Personal information
- Born: 10 May 1893
- Died: 14 April 1992 (aged 98) Budapest, Hungary

Chess career
- Country: Hungary

= György Négyesy =

Hungarian chess player

György Négyesy (10 May 1893 – 14 April 1992) was a Hungarian chess player, chess journalist and official, unofficial Chess Olympiad winner (1926).

== Life ==
György Négyesy was the son of László Négyesy, a university professor of literary history and member of the Hungarian Academy of Sciences. At the age of six, he learned to play chess from his father. In 1910 he took third place at the school chess championships. Two years later, his chess game was published in print for the first time. He studied law, completed his studies in 1914 and received a doctorate in this subject in 1917. He was appointed judge in 1920 and worked at a court in Budapest until his retirement in 1951. For decades he was among the top 20 chess players in the country, appeared on the national team eight times and competed for almost 70 years. In retirement he took over the organization and management of the Hungarian correspondence chess. He also regularly wrote articles for magazines of the Hungarian Chess Association Sakkélet and Levelezési sakkhíradó, as well as books on the subject of chess. His book Sakk-kombinációk has been translated into German, English and Italian. In the last years of his life he suffered from hearing and visual impairment.

**Task requirements**
Can you print the biography of György Négyesy above in full, word for word?

**Dataset entries**
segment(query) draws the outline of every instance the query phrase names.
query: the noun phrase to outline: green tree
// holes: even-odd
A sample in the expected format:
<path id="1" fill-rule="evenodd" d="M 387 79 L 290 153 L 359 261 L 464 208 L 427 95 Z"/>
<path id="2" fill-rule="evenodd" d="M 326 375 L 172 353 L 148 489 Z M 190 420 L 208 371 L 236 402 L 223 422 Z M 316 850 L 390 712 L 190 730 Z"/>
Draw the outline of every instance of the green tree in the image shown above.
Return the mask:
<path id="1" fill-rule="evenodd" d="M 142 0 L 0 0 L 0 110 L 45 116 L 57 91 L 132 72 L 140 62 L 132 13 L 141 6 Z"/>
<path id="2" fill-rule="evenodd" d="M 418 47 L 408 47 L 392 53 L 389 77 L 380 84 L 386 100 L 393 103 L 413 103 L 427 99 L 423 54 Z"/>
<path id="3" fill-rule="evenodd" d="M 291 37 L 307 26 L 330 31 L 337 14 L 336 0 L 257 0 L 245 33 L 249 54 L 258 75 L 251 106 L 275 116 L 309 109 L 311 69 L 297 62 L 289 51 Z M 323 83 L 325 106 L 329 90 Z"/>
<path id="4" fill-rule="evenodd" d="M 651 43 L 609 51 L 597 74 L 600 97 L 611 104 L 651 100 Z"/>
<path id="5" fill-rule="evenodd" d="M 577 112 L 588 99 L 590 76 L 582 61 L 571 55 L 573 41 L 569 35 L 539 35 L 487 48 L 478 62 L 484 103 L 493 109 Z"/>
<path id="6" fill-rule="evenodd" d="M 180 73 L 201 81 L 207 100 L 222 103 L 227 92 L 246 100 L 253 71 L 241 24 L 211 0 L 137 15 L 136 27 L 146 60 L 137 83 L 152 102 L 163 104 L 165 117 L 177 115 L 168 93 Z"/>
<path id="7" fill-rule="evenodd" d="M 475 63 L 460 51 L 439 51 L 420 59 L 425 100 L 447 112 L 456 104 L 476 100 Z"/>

**Solution**
Personal information
- Born: 10 May 1893
- Died: 14 April 1992 (aged 98) Budapest, Hungary

Chess career
- Country: Hungary

= György Négyesy =

Hungarian chess player

György Négyesy (10 May 1893 – 14 April 1992) was a Hungarian chess player, chess journalist and official, unofficial Chess Olympiad winner (1926).

== Life ==
György Négyesy was the son of László Négyesy, a university professor of literary history and member of the Hungarian Academy of Sciences. At the age of six, he learned to play chess from his father. In 1910 he took third place at the school chess championships. Two years later, his chess game was published in print for the first time. He studied law, completed his studies in 1914 and received a doctorate in this subject in 1917. He was appointed judge in 1920 and worked at a court in Budapest until his retirement in 1951. For decades he was among the top 20 chess players in the country, appeared on the national team eight times and competed for almost 70 years. In retirement he took over the organization and management of the Hungarian correspondence chess. He also regularly wrote articles for magazines of the Hungarian Chess Association Sakkélet and Levelezési sakkhíradó, as well as books on the subject of chess. His book Sakk-kombinációk has been translated into German, English and Italian. In the last years of his life he suffered from hearing and visual impairment.